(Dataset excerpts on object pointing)
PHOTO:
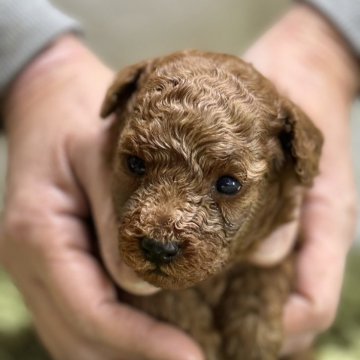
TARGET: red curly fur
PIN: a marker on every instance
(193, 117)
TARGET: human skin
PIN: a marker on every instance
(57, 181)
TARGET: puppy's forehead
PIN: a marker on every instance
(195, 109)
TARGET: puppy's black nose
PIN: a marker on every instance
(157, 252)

==

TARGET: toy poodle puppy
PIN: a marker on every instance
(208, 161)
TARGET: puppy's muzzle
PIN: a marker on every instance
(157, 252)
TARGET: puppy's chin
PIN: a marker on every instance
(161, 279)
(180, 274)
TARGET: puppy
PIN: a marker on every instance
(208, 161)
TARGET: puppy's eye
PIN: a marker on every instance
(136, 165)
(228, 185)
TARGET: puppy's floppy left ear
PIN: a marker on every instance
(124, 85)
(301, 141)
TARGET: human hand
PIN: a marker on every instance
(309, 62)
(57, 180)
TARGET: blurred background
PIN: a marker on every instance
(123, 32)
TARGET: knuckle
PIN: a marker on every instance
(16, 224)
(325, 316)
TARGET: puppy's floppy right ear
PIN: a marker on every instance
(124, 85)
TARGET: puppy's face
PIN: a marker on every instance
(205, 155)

--

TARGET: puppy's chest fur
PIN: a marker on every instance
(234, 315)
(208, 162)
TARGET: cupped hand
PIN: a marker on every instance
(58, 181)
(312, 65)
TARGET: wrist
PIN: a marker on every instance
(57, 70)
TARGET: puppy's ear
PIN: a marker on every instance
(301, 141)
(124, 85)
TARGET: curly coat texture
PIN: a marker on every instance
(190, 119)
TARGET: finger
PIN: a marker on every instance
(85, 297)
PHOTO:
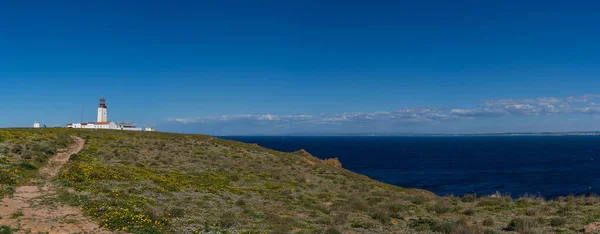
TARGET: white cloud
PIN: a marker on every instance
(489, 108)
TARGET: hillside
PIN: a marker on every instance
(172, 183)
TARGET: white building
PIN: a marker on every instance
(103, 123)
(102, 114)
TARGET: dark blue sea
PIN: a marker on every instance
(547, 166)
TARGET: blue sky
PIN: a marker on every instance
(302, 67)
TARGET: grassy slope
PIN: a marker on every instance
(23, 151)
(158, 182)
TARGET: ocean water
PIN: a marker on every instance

> _Task description_:
Collect every line of the data above that contains the word "human" and list them.

> _In response_:
TARGET: human skin
TARGET: human hand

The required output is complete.